Westdeutscher Rundfunk Köln (West German Broadcasting Cologne; WDR, ) is a German public-broadcasting institution based in the Federal State of North Rhine-Westphalia with its main office in Cologne. WDR is a constituent member of the consortium of German public-broadcasting institutions, ARD. As well as contributing to the output of the national television channel Das Erste, WDR produces the regional television service WDR Fernsehen (formerly known as WDF and West3) and six regional radio networks.

History

Origins
The Westdeutsche Funkstunde AG (WEFAG) was established on 15 September 1924.

There was a substantial purge of left wing staff following the Nazi seizure of power in 1933. This included Ernst Hardt, Hans Stein and Walter Stern.

WDR was created in 1955, when Nordwestdeutscher Rundfunk (NWDR) was split into Norddeutscher Rundfunk (NDR) – covering Lower Saxony, Schleswig-Holstein, and Hamburg – and Westdeutscher Rundfunk, responsible for North Rhine-Westphalia. WDR began broadcasting on two radio networks (one produced jointly with NDR) on 1 January 1956. WDR constitutes the most prominent example of regional broadcasting in Germany.

Directors 
 1926–1933: Ernst Hardt, director general of WERAG
 1933–1937: Heinrich Glasmeier, director general of "Reichssender Köln"
 1937–1941: Anton Winkelnkemper, director general of "Reichssender Köln"
 1942–1945: closed
 1945–1947: Max Burghardt, director general of NWDR
 1947–1961: Hanns Hartmann, director general of NWDR and since 1956 of WDR
 1961–1976: Klaus von Bismarck
 1976–1985: Friedrich-Wilhelm von Sell
 1985–1995: Friedrich Nowottny
 1995–2007: Fritz Pleitgen
 2007–2013: Monika Piel
 since 1 July 2013: Tom Buhrow

Logo history

Funding
WDR is in part funded by the limited sale of on-air commercial advertising time; however, its principal source of income is the revenue derived from viewer and listener licence fees. As of 2023 the monthly fee due from each household for radio and television reception was €18.36. These fees are collected not directly by WDR but by a joint agency of ARD (and its member institutions), ZDF, and Deutschlandradio.

Television

WDR began its regional television service, Westdeutsches Fernsehen (WDF), on 17 December 1965. On 27 August 1967, when West Germany broadcast its first color TV program, WDF used a live broadcast originating from a Bosch outside broadcast van to start broadcasting in color. In 1988, the channel was renamed West 3; since 1994, it has been known as WDR Fernsehen.

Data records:
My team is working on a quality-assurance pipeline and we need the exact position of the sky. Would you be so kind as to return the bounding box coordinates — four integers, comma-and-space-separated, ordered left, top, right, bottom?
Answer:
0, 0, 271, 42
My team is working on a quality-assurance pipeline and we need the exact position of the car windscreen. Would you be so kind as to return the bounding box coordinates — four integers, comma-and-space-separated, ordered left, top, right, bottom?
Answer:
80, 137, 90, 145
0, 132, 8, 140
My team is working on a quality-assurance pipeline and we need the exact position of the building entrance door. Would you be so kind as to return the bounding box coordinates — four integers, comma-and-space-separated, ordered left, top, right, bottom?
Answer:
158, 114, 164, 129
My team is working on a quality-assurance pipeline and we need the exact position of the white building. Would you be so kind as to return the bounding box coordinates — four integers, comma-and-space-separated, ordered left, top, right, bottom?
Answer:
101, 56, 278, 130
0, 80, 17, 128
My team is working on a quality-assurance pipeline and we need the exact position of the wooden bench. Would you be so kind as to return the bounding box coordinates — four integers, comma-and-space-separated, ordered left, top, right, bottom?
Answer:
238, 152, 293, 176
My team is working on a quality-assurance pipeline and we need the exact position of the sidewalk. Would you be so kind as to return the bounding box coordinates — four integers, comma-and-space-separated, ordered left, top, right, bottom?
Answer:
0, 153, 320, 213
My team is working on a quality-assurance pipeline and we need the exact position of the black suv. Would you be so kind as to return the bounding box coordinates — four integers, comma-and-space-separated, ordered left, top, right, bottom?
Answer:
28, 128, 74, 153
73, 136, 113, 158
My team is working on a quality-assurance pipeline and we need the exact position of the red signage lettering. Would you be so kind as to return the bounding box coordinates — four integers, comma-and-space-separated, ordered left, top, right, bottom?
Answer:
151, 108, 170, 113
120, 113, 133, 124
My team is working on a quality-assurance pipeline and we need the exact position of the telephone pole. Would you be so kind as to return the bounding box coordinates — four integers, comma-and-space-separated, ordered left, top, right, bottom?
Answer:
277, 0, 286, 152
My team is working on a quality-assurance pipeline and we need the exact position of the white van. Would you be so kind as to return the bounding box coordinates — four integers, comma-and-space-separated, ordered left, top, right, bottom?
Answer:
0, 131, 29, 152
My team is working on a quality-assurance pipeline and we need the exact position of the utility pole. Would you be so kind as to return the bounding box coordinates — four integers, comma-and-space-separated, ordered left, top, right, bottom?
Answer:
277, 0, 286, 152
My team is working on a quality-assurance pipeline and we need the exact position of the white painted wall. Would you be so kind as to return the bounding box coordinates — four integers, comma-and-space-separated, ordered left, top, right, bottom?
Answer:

- [Problems to work on]:
A – According to the WDR text, what was the monthly household fee for radio and television reception as of 2023?
B – Continue the text about WDR from its final sentence.

- [Results in order]:
A – €18.36

B –
While the programmes are mainly run from their Cologne headquarters, they also have a number of sub-regional studios contributing to a regular broadcast called Lokalzeit with the opt-outs "aus Aachen" (Aachen), "OWL" (Bielefeld), "aus Bonn" (Bonn), "aus Dortmund" (Dortmund), "aus Düsseldorf" (Düsseldorf), "aus Duisburg" (Duisburg), "Ruhr" (Essen), "aus Köln" (Cologne and Bonn), "Münsterland" (Münster), "Südwestfalen" (Siegen) and "Bergisches Land" (Wuppertal) for each respective region. WDR has its current affairs and regional politics studios in Düsseldorf.

It has served as the production entity for shows on Das Erste, such as Verbotene Liebe ('Forbidden Love'), which, over the years, has introduced many young actors to the German audience, such as Andreas Stenschke, Jo Weil, Luca Zamperoni and Kay Böger. The Sportschau is produced for ARD in Cologne, and WDR contributes to ARD Digital, 3sat and arte.

Radio

A long-running talk show on wheels was Hallo Ü-Wagen, running from 1974 to 2010, begun by Carmen Thomas.
WDR's main radio channels are available on FM and digital (DAB+), as well as via cable and satellite:

 1LIVE is a popular music channel modelled on BBC Radio 1 and aimed at a young audience. Its schedules include such non-mainstream night-time programmes as "Heimatkult", focusing on pop music from Germany, and "Lauschangriff", a series of audio-books.
 WDR 2, featuring adult-oriented popular music, focuses strongly on national and regional news, current affairs, and sport.
 WDR 3, the cultural channel, offers mostly classical, jazz and world music as well as radio drama and spoken-word features dealing with literature and the performing arts.
 WDR 4 (motto: Melodien für ein gutes Gefühl, "Melodies for a good feeling") is a channel aimed chiefly towards an older audience. Its focus is on tuneful music – in particular, oldies and classic hits: popular music of the 1960s to the 1980s or later – with more specialized programming (operetta, country, folk) in the evenings. Around 30-40% of WDR 4's musical output is made up of German-language songs.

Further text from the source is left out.